** WRITTEN TASK **
Pull out every line of the listing that contains the word "step".

====

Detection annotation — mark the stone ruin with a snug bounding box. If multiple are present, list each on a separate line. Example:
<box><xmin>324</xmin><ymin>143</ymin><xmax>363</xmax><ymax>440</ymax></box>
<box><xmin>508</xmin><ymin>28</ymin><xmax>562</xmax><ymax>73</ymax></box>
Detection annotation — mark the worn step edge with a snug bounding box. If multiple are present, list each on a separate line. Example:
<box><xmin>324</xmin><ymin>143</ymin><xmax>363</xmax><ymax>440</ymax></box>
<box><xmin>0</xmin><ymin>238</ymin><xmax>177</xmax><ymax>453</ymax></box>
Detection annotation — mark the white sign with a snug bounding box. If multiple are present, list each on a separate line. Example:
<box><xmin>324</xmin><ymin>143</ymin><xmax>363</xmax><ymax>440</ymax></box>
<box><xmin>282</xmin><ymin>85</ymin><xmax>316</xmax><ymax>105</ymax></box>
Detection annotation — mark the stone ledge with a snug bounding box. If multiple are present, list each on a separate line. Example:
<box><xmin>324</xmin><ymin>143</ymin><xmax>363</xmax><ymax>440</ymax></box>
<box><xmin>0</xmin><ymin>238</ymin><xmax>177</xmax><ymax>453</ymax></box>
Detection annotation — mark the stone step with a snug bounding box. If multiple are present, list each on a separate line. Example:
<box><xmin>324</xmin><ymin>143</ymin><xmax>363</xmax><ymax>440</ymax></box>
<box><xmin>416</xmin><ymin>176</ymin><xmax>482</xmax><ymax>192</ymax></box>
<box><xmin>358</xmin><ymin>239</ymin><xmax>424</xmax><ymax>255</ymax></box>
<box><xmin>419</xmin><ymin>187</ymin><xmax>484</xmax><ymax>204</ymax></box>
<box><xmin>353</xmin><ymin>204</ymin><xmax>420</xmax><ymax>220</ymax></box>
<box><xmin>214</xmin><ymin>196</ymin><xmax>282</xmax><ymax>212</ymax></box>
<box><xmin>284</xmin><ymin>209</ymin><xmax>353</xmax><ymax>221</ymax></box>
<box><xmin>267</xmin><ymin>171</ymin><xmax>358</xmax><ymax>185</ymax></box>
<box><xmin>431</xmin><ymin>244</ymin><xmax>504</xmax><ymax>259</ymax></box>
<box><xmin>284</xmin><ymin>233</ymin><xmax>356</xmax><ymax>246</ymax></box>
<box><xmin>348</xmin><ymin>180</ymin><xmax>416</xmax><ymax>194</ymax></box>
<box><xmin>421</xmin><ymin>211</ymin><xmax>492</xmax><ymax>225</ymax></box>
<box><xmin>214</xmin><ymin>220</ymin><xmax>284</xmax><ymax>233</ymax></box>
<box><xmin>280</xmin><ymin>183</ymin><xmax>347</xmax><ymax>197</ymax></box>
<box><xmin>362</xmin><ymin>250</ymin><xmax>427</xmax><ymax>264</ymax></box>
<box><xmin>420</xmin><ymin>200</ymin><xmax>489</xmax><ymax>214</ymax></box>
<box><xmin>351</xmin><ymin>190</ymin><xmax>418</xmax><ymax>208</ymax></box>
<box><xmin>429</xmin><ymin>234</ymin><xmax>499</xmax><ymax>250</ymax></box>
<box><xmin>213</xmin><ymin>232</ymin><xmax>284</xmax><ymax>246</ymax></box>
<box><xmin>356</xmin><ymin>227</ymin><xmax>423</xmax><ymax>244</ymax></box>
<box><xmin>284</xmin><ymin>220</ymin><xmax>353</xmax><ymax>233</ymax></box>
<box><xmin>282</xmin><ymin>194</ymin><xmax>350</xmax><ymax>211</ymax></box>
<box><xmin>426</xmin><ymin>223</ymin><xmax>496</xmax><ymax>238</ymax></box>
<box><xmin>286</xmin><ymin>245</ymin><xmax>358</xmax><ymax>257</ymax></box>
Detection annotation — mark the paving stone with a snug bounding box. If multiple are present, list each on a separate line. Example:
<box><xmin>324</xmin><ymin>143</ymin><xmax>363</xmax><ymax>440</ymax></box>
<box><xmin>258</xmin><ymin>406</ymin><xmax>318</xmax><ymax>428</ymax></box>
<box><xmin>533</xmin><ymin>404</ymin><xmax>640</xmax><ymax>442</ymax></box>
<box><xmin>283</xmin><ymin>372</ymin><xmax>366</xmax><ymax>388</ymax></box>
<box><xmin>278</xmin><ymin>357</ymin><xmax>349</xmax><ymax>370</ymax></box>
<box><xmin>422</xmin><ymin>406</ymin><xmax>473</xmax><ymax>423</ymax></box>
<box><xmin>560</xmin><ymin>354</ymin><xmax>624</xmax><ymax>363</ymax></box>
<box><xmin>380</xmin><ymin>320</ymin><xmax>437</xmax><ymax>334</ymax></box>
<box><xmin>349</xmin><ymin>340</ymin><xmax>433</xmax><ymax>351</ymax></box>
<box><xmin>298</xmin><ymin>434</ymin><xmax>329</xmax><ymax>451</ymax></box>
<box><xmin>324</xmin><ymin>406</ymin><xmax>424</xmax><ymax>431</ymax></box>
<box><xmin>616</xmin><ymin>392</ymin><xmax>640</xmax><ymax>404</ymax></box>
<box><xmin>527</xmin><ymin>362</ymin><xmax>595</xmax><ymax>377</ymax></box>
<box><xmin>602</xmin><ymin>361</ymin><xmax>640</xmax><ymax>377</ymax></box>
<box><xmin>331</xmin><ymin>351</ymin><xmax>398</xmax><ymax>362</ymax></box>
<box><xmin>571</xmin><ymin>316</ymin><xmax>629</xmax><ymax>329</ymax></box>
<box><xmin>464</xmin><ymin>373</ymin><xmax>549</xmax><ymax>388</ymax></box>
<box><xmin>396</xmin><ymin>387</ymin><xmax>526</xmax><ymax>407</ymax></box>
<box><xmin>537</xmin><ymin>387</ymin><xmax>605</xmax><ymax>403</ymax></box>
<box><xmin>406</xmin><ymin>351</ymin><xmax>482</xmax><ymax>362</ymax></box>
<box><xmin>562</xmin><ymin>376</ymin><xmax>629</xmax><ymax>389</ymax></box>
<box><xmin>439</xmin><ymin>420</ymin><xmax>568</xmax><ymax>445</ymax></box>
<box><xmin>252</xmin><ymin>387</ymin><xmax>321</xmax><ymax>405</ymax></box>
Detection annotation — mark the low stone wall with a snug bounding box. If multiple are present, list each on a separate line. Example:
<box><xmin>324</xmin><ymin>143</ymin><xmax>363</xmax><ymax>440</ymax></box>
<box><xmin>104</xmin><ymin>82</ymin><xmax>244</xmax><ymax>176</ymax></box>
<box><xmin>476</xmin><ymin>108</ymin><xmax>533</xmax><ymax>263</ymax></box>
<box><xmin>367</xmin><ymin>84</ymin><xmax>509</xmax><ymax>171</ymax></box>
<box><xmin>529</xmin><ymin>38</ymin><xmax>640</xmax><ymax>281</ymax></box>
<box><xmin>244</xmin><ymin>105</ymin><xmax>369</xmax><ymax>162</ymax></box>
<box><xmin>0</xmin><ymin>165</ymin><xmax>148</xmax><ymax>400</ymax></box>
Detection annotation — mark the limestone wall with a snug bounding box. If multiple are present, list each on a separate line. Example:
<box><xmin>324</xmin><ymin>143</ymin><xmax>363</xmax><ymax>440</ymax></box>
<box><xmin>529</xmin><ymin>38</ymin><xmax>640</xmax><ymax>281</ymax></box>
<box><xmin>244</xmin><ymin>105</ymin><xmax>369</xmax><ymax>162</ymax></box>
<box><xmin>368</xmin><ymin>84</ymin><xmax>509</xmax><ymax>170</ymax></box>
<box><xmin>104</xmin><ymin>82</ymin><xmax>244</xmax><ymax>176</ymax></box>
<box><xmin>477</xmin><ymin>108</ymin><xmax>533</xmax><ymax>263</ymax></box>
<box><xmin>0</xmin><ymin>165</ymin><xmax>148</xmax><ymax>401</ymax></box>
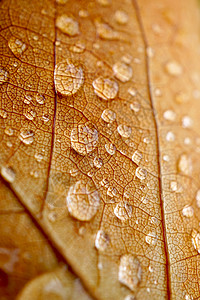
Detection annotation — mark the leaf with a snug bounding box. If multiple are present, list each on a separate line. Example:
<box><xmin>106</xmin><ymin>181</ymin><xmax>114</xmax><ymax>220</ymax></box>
<box><xmin>0</xmin><ymin>0</ymin><xmax>200</xmax><ymax>300</ymax></box>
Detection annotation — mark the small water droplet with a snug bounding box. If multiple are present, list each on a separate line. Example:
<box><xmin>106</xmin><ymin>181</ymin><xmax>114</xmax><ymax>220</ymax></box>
<box><xmin>92</xmin><ymin>76</ymin><xmax>119</xmax><ymax>100</ymax></box>
<box><xmin>71</xmin><ymin>123</ymin><xmax>98</xmax><ymax>155</ymax></box>
<box><xmin>0</xmin><ymin>68</ymin><xmax>9</xmax><ymax>84</ymax></box>
<box><xmin>117</xmin><ymin>124</ymin><xmax>132</xmax><ymax>138</ymax></box>
<box><xmin>165</xmin><ymin>61</ymin><xmax>183</xmax><ymax>76</ymax></box>
<box><xmin>132</xmin><ymin>150</ymin><xmax>142</xmax><ymax>165</ymax></box>
<box><xmin>105</xmin><ymin>143</ymin><xmax>116</xmax><ymax>155</ymax></box>
<box><xmin>54</xmin><ymin>59</ymin><xmax>84</xmax><ymax>96</ymax></box>
<box><xmin>115</xmin><ymin>10</ymin><xmax>128</xmax><ymax>25</ymax></box>
<box><xmin>182</xmin><ymin>205</ymin><xmax>194</xmax><ymax>218</ymax></box>
<box><xmin>19</xmin><ymin>129</ymin><xmax>34</xmax><ymax>145</ymax></box>
<box><xmin>8</xmin><ymin>36</ymin><xmax>26</xmax><ymax>57</ymax></box>
<box><xmin>135</xmin><ymin>167</ymin><xmax>147</xmax><ymax>180</ymax></box>
<box><xmin>118</xmin><ymin>254</ymin><xmax>142</xmax><ymax>291</ymax></box>
<box><xmin>101</xmin><ymin>108</ymin><xmax>116</xmax><ymax>123</ymax></box>
<box><xmin>1</xmin><ymin>167</ymin><xmax>16</xmax><ymax>183</ymax></box>
<box><xmin>95</xmin><ymin>230</ymin><xmax>110</xmax><ymax>251</ymax></box>
<box><xmin>113</xmin><ymin>61</ymin><xmax>133</xmax><ymax>82</ymax></box>
<box><xmin>114</xmin><ymin>201</ymin><xmax>133</xmax><ymax>221</ymax></box>
<box><xmin>66</xmin><ymin>180</ymin><xmax>100</xmax><ymax>221</ymax></box>
<box><xmin>56</xmin><ymin>14</ymin><xmax>80</xmax><ymax>36</ymax></box>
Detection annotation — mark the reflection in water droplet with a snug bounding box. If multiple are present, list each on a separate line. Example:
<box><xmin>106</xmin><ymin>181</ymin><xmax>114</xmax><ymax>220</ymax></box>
<box><xmin>56</xmin><ymin>15</ymin><xmax>80</xmax><ymax>36</ymax></box>
<box><xmin>114</xmin><ymin>201</ymin><xmax>133</xmax><ymax>221</ymax></box>
<box><xmin>118</xmin><ymin>254</ymin><xmax>142</xmax><ymax>291</ymax></box>
<box><xmin>71</xmin><ymin>123</ymin><xmax>98</xmax><ymax>155</ymax></box>
<box><xmin>113</xmin><ymin>61</ymin><xmax>133</xmax><ymax>82</ymax></box>
<box><xmin>135</xmin><ymin>167</ymin><xmax>147</xmax><ymax>180</ymax></box>
<box><xmin>54</xmin><ymin>59</ymin><xmax>84</xmax><ymax>96</ymax></box>
<box><xmin>101</xmin><ymin>108</ymin><xmax>116</xmax><ymax>123</ymax></box>
<box><xmin>67</xmin><ymin>180</ymin><xmax>100</xmax><ymax>221</ymax></box>
<box><xmin>8</xmin><ymin>36</ymin><xmax>26</xmax><ymax>57</ymax></box>
<box><xmin>117</xmin><ymin>124</ymin><xmax>132</xmax><ymax>138</ymax></box>
<box><xmin>192</xmin><ymin>229</ymin><xmax>200</xmax><ymax>254</ymax></box>
<box><xmin>1</xmin><ymin>167</ymin><xmax>16</xmax><ymax>183</ymax></box>
<box><xmin>95</xmin><ymin>230</ymin><xmax>110</xmax><ymax>251</ymax></box>
<box><xmin>92</xmin><ymin>76</ymin><xmax>118</xmax><ymax>100</ymax></box>
<box><xmin>0</xmin><ymin>68</ymin><xmax>8</xmax><ymax>84</ymax></box>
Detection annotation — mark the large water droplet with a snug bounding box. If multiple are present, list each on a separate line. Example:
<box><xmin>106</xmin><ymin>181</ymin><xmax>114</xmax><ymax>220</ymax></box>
<box><xmin>8</xmin><ymin>36</ymin><xmax>26</xmax><ymax>57</ymax></box>
<box><xmin>118</xmin><ymin>254</ymin><xmax>142</xmax><ymax>291</ymax></box>
<box><xmin>113</xmin><ymin>61</ymin><xmax>133</xmax><ymax>82</ymax></box>
<box><xmin>71</xmin><ymin>123</ymin><xmax>98</xmax><ymax>155</ymax></box>
<box><xmin>114</xmin><ymin>201</ymin><xmax>133</xmax><ymax>221</ymax></box>
<box><xmin>95</xmin><ymin>230</ymin><xmax>110</xmax><ymax>251</ymax></box>
<box><xmin>67</xmin><ymin>180</ymin><xmax>100</xmax><ymax>221</ymax></box>
<box><xmin>54</xmin><ymin>59</ymin><xmax>84</xmax><ymax>96</ymax></box>
<box><xmin>92</xmin><ymin>76</ymin><xmax>118</xmax><ymax>100</ymax></box>
<box><xmin>56</xmin><ymin>15</ymin><xmax>80</xmax><ymax>36</ymax></box>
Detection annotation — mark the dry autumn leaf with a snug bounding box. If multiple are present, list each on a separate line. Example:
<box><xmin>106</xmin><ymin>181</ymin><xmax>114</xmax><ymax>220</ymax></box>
<box><xmin>0</xmin><ymin>0</ymin><xmax>200</xmax><ymax>300</ymax></box>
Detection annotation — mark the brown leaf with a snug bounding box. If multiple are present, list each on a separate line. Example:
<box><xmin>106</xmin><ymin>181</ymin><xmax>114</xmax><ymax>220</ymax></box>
<box><xmin>0</xmin><ymin>0</ymin><xmax>200</xmax><ymax>300</ymax></box>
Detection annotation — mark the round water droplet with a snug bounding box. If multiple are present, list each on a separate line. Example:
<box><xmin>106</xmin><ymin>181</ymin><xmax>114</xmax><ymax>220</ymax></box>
<box><xmin>92</xmin><ymin>76</ymin><xmax>118</xmax><ymax>100</ymax></box>
<box><xmin>115</xmin><ymin>10</ymin><xmax>128</xmax><ymax>25</ymax></box>
<box><xmin>54</xmin><ymin>59</ymin><xmax>84</xmax><ymax>96</ymax></box>
<box><xmin>66</xmin><ymin>180</ymin><xmax>100</xmax><ymax>221</ymax></box>
<box><xmin>117</xmin><ymin>124</ymin><xmax>132</xmax><ymax>138</ymax></box>
<box><xmin>114</xmin><ymin>201</ymin><xmax>133</xmax><ymax>221</ymax></box>
<box><xmin>101</xmin><ymin>108</ymin><xmax>116</xmax><ymax>123</ymax></box>
<box><xmin>165</xmin><ymin>61</ymin><xmax>183</xmax><ymax>76</ymax></box>
<box><xmin>182</xmin><ymin>205</ymin><xmax>194</xmax><ymax>218</ymax></box>
<box><xmin>113</xmin><ymin>61</ymin><xmax>133</xmax><ymax>82</ymax></box>
<box><xmin>132</xmin><ymin>150</ymin><xmax>142</xmax><ymax>165</ymax></box>
<box><xmin>0</xmin><ymin>68</ymin><xmax>8</xmax><ymax>84</ymax></box>
<box><xmin>8</xmin><ymin>36</ymin><xmax>26</xmax><ymax>57</ymax></box>
<box><xmin>71</xmin><ymin>123</ymin><xmax>98</xmax><ymax>155</ymax></box>
<box><xmin>1</xmin><ymin>167</ymin><xmax>16</xmax><ymax>183</ymax></box>
<box><xmin>135</xmin><ymin>167</ymin><xmax>147</xmax><ymax>180</ymax></box>
<box><xmin>19</xmin><ymin>129</ymin><xmax>34</xmax><ymax>145</ymax></box>
<box><xmin>118</xmin><ymin>254</ymin><xmax>142</xmax><ymax>291</ymax></box>
<box><xmin>95</xmin><ymin>230</ymin><xmax>110</xmax><ymax>251</ymax></box>
<box><xmin>105</xmin><ymin>143</ymin><xmax>116</xmax><ymax>155</ymax></box>
<box><xmin>56</xmin><ymin>15</ymin><xmax>80</xmax><ymax>36</ymax></box>
<box><xmin>192</xmin><ymin>229</ymin><xmax>200</xmax><ymax>254</ymax></box>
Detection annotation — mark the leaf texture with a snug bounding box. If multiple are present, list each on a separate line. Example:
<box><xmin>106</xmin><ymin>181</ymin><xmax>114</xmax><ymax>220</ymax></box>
<box><xmin>0</xmin><ymin>0</ymin><xmax>200</xmax><ymax>300</ymax></box>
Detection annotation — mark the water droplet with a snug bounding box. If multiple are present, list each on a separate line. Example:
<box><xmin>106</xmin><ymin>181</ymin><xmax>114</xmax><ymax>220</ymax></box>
<box><xmin>66</xmin><ymin>180</ymin><xmax>100</xmax><ymax>221</ymax></box>
<box><xmin>56</xmin><ymin>15</ymin><xmax>80</xmax><ymax>36</ymax></box>
<box><xmin>35</xmin><ymin>94</ymin><xmax>45</xmax><ymax>104</ymax></box>
<box><xmin>192</xmin><ymin>229</ymin><xmax>200</xmax><ymax>254</ymax></box>
<box><xmin>8</xmin><ymin>36</ymin><xmax>26</xmax><ymax>57</ymax></box>
<box><xmin>145</xmin><ymin>232</ymin><xmax>158</xmax><ymax>246</ymax></box>
<box><xmin>114</xmin><ymin>201</ymin><xmax>133</xmax><ymax>221</ymax></box>
<box><xmin>71</xmin><ymin>123</ymin><xmax>98</xmax><ymax>155</ymax></box>
<box><xmin>94</xmin><ymin>157</ymin><xmax>103</xmax><ymax>168</ymax></box>
<box><xmin>105</xmin><ymin>143</ymin><xmax>116</xmax><ymax>155</ymax></box>
<box><xmin>117</xmin><ymin>124</ymin><xmax>132</xmax><ymax>138</ymax></box>
<box><xmin>0</xmin><ymin>68</ymin><xmax>8</xmax><ymax>84</ymax></box>
<box><xmin>92</xmin><ymin>76</ymin><xmax>119</xmax><ymax>100</ymax></box>
<box><xmin>19</xmin><ymin>129</ymin><xmax>34</xmax><ymax>145</ymax></box>
<box><xmin>1</xmin><ymin>167</ymin><xmax>16</xmax><ymax>183</ymax></box>
<box><xmin>101</xmin><ymin>108</ymin><xmax>116</xmax><ymax>123</ymax></box>
<box><xmin>118</xmin><ymin>254</ymin><xmax>142</xmax><ymax>291</ymax></box>
<box><xmin>132</xmin><ymin>150</ymin><xmax>142</xmax><ymax>165</ymax></box>
<box><xmin>182</xmin><ymin>205</ymin><xmax>194</xmax><ymax>218</ymax></box>
<box><xmin>115</xmin><ymin>10</ymin><xmax>128</xmax><ymax>25</ymax></box>
<box><xmin>135</xmin><ymin>167</ymin><xmax>147</xmax><ymax>180</ymax></box>
<box><xmin>95</xmin><ymin>230</ymin><xmax>110</xmax><ymax>251</ymax></box>
<box><xmin>163</xmin><ymin>110</ymin><xmax>176</xmax><ymax>121</ymax></box>
<box><xmin>178</xmin><ymin>154</ymin><xmax>192</xmax><ymax>175</ymax></box>
<box><xmin>165</xmin><ymin>61</ymin><xmax>183</xmax><ymax>76</ymax></box>
<box><xmin>113</xmin><ymin>61</ymin><xmax>133</xmax><ymax>82</ymax></box>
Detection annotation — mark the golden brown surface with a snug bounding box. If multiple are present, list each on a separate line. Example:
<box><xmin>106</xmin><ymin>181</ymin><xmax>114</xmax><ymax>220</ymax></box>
<box><xmin>0</xmin><ymin>0</ymin><xmax>200</xmax><ymax>300</ymax></box>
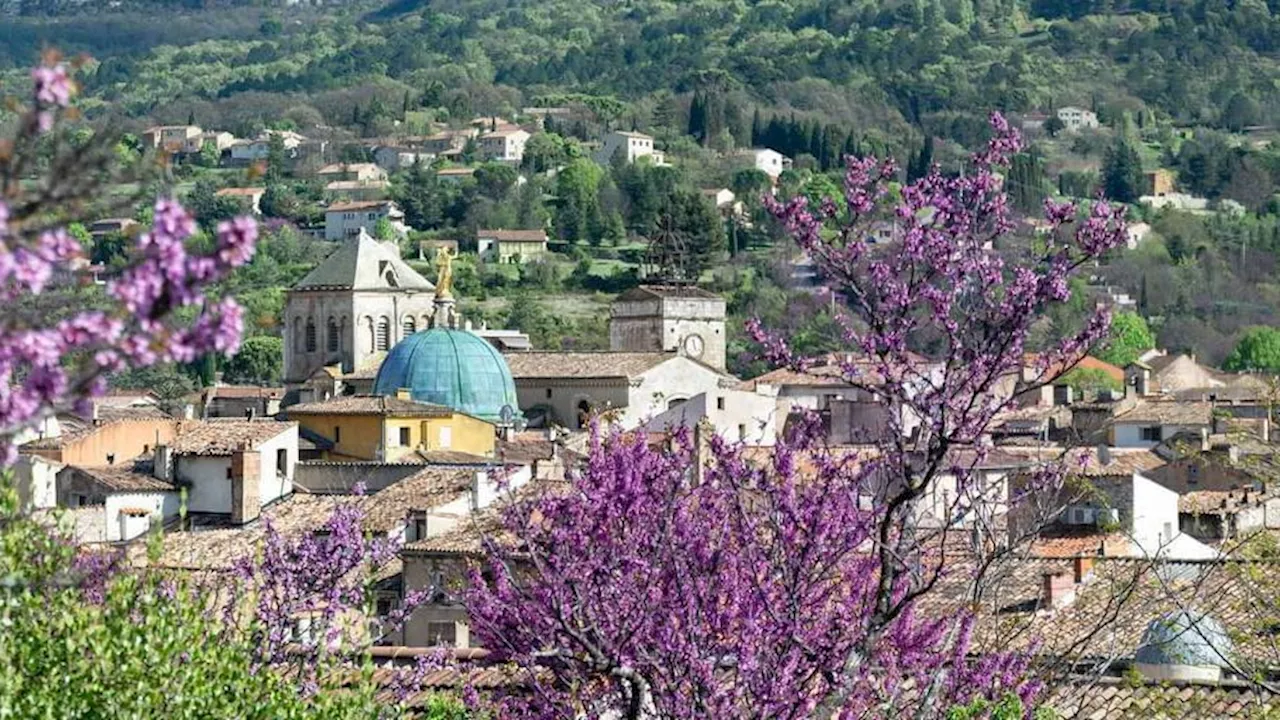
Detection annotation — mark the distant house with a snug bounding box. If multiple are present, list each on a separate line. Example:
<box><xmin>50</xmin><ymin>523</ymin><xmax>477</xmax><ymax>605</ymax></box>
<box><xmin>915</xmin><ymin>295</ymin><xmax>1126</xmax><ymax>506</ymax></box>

====

** OUTPUT FOR THIS TASK **
Detection annotation — mark the worn step edge with a snug bounding box. If multiple are present, list each on a separate line. Example:
Detection annotation — mark the stone step with a snug bounding box. If multiple are present, list each on a separate line. Example:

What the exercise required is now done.